» SUPPLIED TEXT
+++
Metal ion binding properties of novel wool powders

Wool fibres have shown potential for the removal and recovery of toxic chemical and metal ions; however, their slow kinetics of binding has limited their widespread application. In this study three wool powders have been prepared from chopped wool fibre using various milling operations. Brunauer, Emmett, Teller analysis (BET) showed negligible change in surface area and Positron annihilation lifetime spectroscopy indicated no change in nanoporosity of the powders on processing. Binding of the transition metal ions, Co²⁺, Cu²⁺, and Cd²⁺ was investigated over the pH range 3-9 at ambient temperature (23°C) using their respective radioisotopes (i.e. ⁵⁷Co, ⁶⁴Cu, or ¹⁰⁹Cd). The optimum pH for binding of Cu²⁺ and Cd²⁺ was in the range 6-8, while Co²⁺ absorption peak was sharp at pH 8. The rate of uptake of Cu²⁺ for each of the wool powder was dramatically faster (~ 42 fold) than that of the wool fibre. In comparison with commercial cation exchange resins, the wool powders showed significantly higher (two to nine fold) metal ion loading capacity. Selective binding of the metal ions could be enhanced by varying pH and/or incubation times. The use of radioisotopes to monitor the metal ion binding allowed the development of a highly sensitive and rapid high-throughput analysis method for assessing wool powder binding properties. The ability to produce large quantities of wool powders and their ease of handling indicate that they have potential for application in separation and recovery of metal ions from industrial effluents and environmental waterways.
+++
» Dataset excerpts
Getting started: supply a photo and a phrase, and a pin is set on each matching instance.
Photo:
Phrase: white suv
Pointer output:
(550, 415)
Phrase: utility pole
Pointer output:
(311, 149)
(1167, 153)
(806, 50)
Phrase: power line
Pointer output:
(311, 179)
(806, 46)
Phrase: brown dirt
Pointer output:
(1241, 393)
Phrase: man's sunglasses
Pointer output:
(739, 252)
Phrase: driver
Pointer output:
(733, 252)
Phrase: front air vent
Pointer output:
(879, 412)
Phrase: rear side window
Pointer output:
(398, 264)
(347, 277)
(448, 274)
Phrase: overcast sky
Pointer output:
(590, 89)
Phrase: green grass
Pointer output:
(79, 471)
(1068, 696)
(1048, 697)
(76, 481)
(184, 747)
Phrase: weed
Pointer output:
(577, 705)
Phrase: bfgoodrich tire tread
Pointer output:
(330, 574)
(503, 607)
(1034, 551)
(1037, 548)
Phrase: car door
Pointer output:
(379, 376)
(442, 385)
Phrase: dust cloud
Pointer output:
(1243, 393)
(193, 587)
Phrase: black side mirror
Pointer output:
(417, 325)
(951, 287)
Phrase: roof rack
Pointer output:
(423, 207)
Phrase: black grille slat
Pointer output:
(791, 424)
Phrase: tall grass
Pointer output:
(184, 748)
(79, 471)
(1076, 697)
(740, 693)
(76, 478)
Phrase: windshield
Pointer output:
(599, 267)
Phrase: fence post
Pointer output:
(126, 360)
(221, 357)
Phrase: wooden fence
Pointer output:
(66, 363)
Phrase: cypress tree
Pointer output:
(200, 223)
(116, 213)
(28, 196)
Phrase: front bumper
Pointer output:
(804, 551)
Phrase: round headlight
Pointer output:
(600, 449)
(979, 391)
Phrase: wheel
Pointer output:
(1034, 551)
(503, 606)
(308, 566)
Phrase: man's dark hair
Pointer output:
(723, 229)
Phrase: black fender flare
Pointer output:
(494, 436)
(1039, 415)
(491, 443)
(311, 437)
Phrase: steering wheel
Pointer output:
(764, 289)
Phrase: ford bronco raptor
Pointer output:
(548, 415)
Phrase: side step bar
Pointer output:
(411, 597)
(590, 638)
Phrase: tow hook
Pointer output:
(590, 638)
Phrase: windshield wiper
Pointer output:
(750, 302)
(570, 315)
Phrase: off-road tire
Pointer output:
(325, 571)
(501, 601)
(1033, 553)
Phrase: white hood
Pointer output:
+++
» TASK TO CARRY OUT
Decide whether each statement agrees with the text on wool powders, answering yes or no and quoting the words of the text that decide it. 1. BET analysis found a large increase in surface area after milling. 2. Each wool powder took up Cu²⁺ about 42 times faster than wool fiber did. 3. The wool powders had a lower metal ion loading capacity than commercial cation exchange resins.

» WRITTEN RESPONSE
1. No: "showed negligible change in surface area"
2. Yes: "The rate of uptake of Cu²⁺ for each of the wool powder was dramatically faster (~ 42 fold) than that of the wool fibre."
3. No: "the wool powders showed significantly higher (two to nine fold) metal ion loading capacity"